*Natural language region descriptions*
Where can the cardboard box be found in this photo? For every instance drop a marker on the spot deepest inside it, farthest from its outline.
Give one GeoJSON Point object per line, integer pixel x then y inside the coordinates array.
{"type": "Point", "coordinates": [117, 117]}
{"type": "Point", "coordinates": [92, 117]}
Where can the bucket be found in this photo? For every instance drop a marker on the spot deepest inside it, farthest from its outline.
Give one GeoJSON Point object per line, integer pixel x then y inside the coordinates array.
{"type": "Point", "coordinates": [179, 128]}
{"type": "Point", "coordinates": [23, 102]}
* * *
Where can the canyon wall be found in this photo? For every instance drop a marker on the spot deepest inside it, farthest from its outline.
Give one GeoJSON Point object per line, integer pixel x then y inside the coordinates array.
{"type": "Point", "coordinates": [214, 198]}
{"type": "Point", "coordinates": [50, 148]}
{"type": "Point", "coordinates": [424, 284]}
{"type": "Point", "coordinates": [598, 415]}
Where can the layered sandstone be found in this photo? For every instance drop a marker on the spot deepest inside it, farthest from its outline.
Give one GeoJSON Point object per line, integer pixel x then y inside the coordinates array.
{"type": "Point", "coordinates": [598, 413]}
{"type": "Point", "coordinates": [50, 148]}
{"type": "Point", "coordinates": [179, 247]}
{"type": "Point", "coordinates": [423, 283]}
==
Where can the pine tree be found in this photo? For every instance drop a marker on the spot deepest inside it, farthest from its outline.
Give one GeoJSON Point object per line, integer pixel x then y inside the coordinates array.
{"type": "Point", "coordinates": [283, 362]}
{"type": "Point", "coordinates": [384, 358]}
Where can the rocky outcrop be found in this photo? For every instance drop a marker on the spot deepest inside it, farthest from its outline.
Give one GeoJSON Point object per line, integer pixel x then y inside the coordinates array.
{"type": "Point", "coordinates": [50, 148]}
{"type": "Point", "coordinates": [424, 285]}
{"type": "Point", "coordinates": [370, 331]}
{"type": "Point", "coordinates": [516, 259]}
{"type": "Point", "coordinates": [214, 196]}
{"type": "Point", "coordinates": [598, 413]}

*WHAT THE TASK REQUIRES*
Search the entries for the word "deepest" and show every line that has it.

*SOLUTION BELOW*
Where can the cardboard box be found in this photo? For every instance drop a marker on the spot deepest inside it, farthest from its outline.
Where can the bucket be found in this photo? For every instance drop a marker on the spot deepest inside it, farthest from its outline.
Where can the canyon wall be found in this photo? For every instance drop a marker on the spot deepest inside it, farthest from its outline.
Where can the layered sandstone be found in this photo? For every instance drop a marker on the spot deepest inside it, farthest from its outline.
Where can the pine tree be found in this photo? For every instance drop a marker on the spot deepest inside it, farthest from its outline.
Where can the rocky outcrop be found in this photo? For every instance drop a marker on the spot deepest inside it, farthest from its outline.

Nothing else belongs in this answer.